> _EXERCISE MATERIALS_

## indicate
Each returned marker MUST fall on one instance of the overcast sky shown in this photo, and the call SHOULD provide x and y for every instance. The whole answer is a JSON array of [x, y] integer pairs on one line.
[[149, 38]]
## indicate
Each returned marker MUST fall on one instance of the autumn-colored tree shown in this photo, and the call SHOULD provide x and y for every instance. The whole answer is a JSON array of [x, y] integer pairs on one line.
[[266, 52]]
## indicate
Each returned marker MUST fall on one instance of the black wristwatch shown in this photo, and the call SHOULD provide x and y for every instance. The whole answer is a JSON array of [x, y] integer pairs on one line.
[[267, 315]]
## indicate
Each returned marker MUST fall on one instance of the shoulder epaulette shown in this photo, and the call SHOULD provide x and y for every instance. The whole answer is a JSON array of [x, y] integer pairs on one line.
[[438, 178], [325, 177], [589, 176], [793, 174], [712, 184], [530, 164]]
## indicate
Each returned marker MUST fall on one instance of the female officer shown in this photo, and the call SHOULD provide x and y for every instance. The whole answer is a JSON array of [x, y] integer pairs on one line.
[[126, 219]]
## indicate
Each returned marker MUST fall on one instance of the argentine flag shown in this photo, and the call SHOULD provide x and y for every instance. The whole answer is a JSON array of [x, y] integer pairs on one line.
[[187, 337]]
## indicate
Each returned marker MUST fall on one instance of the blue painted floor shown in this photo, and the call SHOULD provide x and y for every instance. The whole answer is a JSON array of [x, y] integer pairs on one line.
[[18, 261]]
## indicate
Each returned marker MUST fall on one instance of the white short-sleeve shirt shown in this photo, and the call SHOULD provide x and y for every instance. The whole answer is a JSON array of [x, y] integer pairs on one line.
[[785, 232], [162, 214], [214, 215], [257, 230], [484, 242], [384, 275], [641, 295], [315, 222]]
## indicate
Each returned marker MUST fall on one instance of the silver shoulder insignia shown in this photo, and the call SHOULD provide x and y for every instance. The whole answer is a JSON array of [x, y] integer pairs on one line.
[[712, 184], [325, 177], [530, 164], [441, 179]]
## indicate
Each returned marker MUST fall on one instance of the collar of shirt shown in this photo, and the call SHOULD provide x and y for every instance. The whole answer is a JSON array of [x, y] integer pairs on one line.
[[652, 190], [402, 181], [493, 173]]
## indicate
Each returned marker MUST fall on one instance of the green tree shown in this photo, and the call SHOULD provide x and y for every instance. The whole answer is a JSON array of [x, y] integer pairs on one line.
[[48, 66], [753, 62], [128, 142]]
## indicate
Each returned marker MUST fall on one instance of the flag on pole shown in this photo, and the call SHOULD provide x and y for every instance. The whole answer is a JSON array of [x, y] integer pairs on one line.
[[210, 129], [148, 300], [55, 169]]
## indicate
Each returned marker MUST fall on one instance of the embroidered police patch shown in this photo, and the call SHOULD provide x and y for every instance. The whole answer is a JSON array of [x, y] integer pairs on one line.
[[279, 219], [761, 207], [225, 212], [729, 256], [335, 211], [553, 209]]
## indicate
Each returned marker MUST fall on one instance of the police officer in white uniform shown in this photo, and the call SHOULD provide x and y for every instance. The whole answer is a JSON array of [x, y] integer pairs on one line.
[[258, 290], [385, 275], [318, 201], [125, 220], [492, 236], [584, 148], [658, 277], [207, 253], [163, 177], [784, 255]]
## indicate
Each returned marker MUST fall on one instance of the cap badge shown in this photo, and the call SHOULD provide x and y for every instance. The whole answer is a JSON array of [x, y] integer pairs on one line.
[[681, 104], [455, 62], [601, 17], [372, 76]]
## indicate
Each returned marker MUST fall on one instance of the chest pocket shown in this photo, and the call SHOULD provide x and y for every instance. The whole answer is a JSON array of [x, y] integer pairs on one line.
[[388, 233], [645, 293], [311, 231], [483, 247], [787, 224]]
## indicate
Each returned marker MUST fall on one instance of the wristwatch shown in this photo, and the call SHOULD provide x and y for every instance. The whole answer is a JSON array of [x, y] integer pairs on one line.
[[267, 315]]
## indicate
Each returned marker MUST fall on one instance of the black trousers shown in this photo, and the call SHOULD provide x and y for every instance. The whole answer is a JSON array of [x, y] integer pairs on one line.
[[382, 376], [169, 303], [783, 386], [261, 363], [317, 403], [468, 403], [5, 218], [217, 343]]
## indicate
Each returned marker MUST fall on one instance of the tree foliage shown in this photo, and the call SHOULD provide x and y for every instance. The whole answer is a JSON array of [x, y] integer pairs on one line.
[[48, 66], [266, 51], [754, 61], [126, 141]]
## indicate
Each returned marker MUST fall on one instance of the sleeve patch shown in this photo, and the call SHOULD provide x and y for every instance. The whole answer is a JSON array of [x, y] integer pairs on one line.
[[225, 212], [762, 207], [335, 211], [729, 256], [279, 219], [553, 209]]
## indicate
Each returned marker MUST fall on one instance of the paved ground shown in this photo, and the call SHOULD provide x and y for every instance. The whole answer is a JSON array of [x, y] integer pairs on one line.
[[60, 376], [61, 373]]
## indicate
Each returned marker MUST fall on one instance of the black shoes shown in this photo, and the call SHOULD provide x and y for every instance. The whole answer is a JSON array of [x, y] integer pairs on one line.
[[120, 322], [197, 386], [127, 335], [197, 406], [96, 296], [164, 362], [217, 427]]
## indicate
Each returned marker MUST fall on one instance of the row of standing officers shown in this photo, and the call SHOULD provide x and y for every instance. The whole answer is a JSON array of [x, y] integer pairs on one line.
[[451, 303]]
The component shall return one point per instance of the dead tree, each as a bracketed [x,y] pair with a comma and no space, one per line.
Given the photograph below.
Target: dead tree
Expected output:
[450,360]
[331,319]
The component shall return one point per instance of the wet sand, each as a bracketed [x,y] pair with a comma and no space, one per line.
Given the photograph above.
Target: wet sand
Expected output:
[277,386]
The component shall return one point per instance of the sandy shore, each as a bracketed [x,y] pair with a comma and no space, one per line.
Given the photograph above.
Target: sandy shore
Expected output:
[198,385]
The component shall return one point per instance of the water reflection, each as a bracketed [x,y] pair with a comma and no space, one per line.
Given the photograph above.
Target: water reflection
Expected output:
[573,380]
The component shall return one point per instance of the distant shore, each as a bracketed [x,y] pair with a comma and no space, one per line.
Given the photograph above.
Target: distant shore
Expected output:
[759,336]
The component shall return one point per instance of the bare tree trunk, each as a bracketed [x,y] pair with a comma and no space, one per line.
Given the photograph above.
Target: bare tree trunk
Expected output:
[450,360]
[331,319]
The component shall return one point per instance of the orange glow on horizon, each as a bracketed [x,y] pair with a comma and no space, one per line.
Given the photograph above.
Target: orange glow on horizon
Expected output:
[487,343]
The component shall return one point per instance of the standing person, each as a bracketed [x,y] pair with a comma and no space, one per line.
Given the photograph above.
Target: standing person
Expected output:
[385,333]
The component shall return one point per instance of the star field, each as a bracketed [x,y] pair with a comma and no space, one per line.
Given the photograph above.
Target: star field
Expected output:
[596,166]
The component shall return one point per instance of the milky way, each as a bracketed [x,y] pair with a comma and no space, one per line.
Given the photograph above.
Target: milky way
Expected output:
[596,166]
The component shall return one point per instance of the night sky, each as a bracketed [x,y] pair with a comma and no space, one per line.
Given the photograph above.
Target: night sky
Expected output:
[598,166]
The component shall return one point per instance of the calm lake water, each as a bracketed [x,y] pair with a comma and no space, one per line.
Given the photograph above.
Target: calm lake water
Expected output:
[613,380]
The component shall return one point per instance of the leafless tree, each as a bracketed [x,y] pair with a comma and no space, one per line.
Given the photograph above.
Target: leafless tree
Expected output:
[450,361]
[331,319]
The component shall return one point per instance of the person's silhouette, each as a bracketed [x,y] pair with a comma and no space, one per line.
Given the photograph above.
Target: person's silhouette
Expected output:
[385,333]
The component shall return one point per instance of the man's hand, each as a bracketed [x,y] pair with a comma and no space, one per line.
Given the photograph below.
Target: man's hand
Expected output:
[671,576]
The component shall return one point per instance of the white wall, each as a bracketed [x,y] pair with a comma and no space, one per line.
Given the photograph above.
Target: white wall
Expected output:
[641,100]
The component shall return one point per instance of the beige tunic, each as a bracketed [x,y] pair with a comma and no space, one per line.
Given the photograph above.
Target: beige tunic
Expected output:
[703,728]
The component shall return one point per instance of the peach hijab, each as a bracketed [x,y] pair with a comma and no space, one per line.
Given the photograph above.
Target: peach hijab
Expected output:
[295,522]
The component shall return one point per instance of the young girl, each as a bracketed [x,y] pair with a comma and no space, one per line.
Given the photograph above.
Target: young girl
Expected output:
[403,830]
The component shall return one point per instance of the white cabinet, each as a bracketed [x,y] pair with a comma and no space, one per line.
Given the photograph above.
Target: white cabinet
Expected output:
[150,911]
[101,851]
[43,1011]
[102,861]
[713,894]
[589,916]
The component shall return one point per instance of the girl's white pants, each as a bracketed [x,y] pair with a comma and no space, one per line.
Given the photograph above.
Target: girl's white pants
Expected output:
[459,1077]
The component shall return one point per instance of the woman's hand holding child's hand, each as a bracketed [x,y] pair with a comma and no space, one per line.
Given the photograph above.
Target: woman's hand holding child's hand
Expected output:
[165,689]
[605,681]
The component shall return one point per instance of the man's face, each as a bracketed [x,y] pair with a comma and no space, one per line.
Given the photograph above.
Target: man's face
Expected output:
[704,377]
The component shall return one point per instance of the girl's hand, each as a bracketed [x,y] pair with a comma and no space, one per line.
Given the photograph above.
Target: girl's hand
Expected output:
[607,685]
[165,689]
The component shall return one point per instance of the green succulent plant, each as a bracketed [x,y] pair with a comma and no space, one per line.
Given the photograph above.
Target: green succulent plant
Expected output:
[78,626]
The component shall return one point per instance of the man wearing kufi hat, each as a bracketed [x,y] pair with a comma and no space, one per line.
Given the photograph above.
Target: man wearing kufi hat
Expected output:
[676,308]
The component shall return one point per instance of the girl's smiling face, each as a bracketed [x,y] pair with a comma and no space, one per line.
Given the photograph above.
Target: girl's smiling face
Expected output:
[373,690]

> _INSTRUCTIONS TO FOLLOW_
The required output is every line above from the one with "girl's hand, each" down to the one with "The component shall return one point per instance of the green", restated word for word, ends included.

> _TASK RESPONSE_
The component shall return one point per instance of the girl's hand, each as a bracketed [x,y] pair with a comma and no space, one per line.
Given the photograph above.
Target: girl's hand
Expected output:
[607,685]
[165,689]
The component shall return one point per instance of the green succulent plant, each as a bracketed [x,y] pair with a comma and no space, one per line.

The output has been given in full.